* Information provided
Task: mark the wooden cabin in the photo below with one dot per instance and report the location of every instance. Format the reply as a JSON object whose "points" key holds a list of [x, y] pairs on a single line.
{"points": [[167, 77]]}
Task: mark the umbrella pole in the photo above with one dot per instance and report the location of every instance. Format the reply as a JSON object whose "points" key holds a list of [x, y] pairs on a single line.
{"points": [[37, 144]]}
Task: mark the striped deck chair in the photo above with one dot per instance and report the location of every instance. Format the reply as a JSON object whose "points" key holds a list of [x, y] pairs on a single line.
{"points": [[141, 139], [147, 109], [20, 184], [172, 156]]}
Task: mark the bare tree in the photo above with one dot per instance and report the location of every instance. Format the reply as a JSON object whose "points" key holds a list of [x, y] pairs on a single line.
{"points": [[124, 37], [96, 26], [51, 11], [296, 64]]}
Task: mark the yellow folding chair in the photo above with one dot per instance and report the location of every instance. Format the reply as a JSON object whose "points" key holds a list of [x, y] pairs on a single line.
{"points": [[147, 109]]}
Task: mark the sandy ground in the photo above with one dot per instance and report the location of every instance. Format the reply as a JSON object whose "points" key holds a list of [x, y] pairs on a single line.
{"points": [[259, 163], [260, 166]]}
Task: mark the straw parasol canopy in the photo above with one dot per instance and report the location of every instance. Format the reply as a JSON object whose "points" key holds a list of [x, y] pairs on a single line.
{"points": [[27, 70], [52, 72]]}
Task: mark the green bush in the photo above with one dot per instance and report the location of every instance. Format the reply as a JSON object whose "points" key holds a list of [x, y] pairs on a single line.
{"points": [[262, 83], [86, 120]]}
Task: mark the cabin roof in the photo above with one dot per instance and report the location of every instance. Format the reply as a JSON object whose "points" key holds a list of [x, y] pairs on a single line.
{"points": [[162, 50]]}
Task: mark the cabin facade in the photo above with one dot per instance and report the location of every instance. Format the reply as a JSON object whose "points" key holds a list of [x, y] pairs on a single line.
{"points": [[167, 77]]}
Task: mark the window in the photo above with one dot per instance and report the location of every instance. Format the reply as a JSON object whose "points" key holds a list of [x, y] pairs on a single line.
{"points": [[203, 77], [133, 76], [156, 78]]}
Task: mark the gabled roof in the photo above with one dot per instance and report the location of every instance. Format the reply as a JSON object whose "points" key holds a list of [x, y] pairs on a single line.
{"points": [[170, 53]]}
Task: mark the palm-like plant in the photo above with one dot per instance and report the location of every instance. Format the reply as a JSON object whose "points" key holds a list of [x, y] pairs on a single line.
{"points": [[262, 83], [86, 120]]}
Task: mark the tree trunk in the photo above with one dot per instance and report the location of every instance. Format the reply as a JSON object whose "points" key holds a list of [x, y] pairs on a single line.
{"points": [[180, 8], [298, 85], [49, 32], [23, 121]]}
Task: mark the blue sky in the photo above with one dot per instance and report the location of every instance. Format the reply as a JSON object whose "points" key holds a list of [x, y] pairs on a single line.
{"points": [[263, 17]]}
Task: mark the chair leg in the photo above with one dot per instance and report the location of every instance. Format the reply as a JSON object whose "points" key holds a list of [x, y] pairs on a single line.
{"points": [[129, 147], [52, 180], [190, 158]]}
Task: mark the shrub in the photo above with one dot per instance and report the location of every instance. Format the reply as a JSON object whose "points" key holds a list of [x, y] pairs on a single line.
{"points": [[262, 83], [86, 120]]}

* Exercise task
Exactly reproduce the lines that run from the line with "Task: mark the blue" through the last line of the records, inclusive.

* Solution below
Task: mark the blue sky in the photo above with one dot per instance and report the location of every instance. Format the reply as a JSON object whose "points" key holds a list of [x, y] pairs on a single line.
{"points": [[263, 17]]}
Task: mark the chair leg in the photo above with one dot per instance and report the location of every instance. Format the reply as a JSON object whose "points" key holds a list of [x, y] pairs on a single line.
{"points": [[129, 147], [52, 180], [190, 158]]}
Task: mark the shrub in the photo above with one dot per instance and report the location of every instance. Format the reply as a JSON object whose "points" key holds a list of [x, y] pairs on a single line.
{"points": [[262, 83], [86, 120]]}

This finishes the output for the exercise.